(EXTRACTED MATERIAL)
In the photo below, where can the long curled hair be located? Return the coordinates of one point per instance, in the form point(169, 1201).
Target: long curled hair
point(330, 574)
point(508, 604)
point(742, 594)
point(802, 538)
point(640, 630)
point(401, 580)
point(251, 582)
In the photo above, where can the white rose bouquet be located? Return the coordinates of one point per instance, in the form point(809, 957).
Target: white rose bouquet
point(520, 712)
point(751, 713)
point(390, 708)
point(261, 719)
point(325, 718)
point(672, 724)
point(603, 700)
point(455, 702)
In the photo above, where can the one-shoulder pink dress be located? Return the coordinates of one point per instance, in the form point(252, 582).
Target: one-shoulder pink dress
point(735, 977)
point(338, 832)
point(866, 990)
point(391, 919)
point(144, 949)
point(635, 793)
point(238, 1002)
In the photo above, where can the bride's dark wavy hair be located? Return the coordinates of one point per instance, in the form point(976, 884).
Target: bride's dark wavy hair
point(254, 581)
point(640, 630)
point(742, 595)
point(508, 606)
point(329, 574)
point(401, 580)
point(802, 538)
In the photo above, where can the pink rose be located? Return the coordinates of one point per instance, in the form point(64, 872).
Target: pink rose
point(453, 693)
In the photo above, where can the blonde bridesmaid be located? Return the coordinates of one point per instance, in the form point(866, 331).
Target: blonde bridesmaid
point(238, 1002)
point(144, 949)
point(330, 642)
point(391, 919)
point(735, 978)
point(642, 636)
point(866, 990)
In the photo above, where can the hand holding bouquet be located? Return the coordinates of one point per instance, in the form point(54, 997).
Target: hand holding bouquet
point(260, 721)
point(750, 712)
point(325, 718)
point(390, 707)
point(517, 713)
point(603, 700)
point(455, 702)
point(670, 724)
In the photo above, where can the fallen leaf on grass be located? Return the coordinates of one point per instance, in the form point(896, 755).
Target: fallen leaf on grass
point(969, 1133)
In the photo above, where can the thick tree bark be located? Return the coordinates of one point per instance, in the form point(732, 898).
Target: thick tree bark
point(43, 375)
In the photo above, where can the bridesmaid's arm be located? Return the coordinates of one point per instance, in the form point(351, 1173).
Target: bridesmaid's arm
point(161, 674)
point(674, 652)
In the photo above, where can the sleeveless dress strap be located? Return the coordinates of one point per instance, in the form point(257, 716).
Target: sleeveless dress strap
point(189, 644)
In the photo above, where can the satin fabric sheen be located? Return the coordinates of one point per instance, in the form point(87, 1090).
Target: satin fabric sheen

(TASK DETAILS)
Could you copy out every line above, from first to last, word for word and without any changes?

(FULL ANSWER)
In the photo below, where can the long curled hair be located? Return the coordinates of one point per instance, in the form point(169, 1201).
Target: long curled hair
point(330, 574)
point(508, 604)
point(742, 594)
point(802, 538)
point(640, 630)
point(401, 580)
point(251, 582)
In the photo above, where can the white rose bouquet be located? Return the coordinates of one point per instance, in the form point(809, 957).
Target: white rose bouquet
point(520, 712)
point(751, 713)
point(390, 708)
point(261, 719)
point(325, 718)
point(672, 724)
point(603, 700)
point(455, 702)
In the photo above, where can the one-shoulder pink dress be located? Return the coordinates of one point per instance, in the form point(252, 582).
Target: one-shoulder pink dress
point(735, 977)
point(338, 832)
point(866, 990)
point(391, 919)
point(144, 949)
point(635, 793)
point(238, 1002)
In the photo above, where can the bride's dark wavy hair be located? Return the coordinates of one point per instance, in the form point(976, 884).
Target: bride's dark wavy hair
point(254, 581)
point(640, 630)
point(742, 595)
point(508, 606)
point(329, 574)
point(401, 580)
point(802, 538)
In the photo above, where can the pink rose be located? Return the coordinates of one point per instance, in the form point(64, 872).
Target: pink rose
point(453, 693)
In the photo above, where can the blonde bridesmaid be located? Return the coordinates of one point per instance, in the form point(866, 331).
Target: blonde bridesmaid
point(238, 1002)
point(144, 949)
point(330, 642)
point(391, 919)
point(735, 978)
point(642, 636)
point(866, 990)
In the photo above, where can the hand holding bouquet be located? Return the coordinates of one point per instance, in the form point(54, 997).
Target: hand holding bouquet
point(260, 721)
point(750, 712)
point(325, 718)
point(390, 707)
point(517, 713)
point(603, 700)
point(455, 702)
point(670, 724)
In the photo above, where can the fallen leaf on grass be located? Return the coordinates of one point per instance, in the form point(896, 755).
Target: fallen leaf on grass
point(969, 1133)
In the photo above, where can the thick tree bark be located? Return the coordinates of one point per instance, in the form point(732, 898).
Target: thick tree bark
point(43, 375)
In the photo above, where can the bridesmaid's arm be located? Return the coordinates of one point per instance, in the form point(351, 1173).
Target: bridesmaid's arm
point(161, 674)
point(674, 652)
In the photo above, where can the sleeveless dress strap be located? Return the coordinates of one point per instance, in the form point(257, 716).
Target: sleeveless dress strap
point(189, 644)
In the photo above, where can the satin fabric sheen be located? Return the coordinates of one point per instance, in the form point(87, 1090).
Target: satin fabric sheen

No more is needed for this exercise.